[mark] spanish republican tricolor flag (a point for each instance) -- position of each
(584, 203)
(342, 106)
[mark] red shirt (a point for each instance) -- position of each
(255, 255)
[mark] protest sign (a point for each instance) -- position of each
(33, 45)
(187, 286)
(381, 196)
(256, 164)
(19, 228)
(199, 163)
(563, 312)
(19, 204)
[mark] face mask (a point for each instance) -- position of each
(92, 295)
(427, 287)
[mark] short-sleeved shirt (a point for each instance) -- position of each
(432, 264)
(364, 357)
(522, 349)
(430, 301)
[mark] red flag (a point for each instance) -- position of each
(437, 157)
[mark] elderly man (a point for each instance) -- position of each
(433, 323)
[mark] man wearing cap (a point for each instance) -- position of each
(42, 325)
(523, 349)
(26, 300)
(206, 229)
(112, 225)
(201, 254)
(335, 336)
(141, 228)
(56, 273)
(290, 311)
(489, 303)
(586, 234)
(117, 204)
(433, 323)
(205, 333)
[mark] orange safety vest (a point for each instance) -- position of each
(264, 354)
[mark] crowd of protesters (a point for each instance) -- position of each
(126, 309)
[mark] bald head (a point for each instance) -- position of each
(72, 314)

◆ What this task involves
Rewrite all of the lines above with "protest sign" swapped for "placard", leaving everything else unchanged.

◆ Task solution
[mark] spanish republican tricolor flag (a point for each instance) -- position of each
(584, 203)
(342, 106)
[mark] red shirt (a point for each instance) -- position of each
(255, 255)
[mark] placard (a point for each instance) -- position of each
(33, 45)
(187, 286)
(381, 196)
(256, 164)
(19, 228)
(199, 163)
(563, 312)
(19, 204)
[mark] face mask (a point for each instance) -- position of each
(92, 295)
(427, 287)
[mark] short-sleeved shirt (a point for each instance) -- position of each
(432, 264)
(364, 357)
(522, 349)
(430, 301)
[mark] red flag (a point for each instance) -- position of each
(437, 157)
[mark] elderly man (a point for each instance) -- position of each
(433, 323)
[mark] man wearing cap (a point for each instance) -- position of each
(42, 325)
(523, 349)
(26, 300)
(206, 229)
(112, 225)
(201, 254)
(335, 336)
(141, 228)
(56, 273)
(290, 311)
(489, 303)
(586, 234)
(117, 204)
(433, 323)
(205, 333)
[mark] orange safety vest (a point for each instance) -- position of each
(264, 354)
[mark] crowd of protesters (a point for each instance) -- position of each
(126, 309)
[mark] bald head (a point for each instance) -- position of each
(72, 314)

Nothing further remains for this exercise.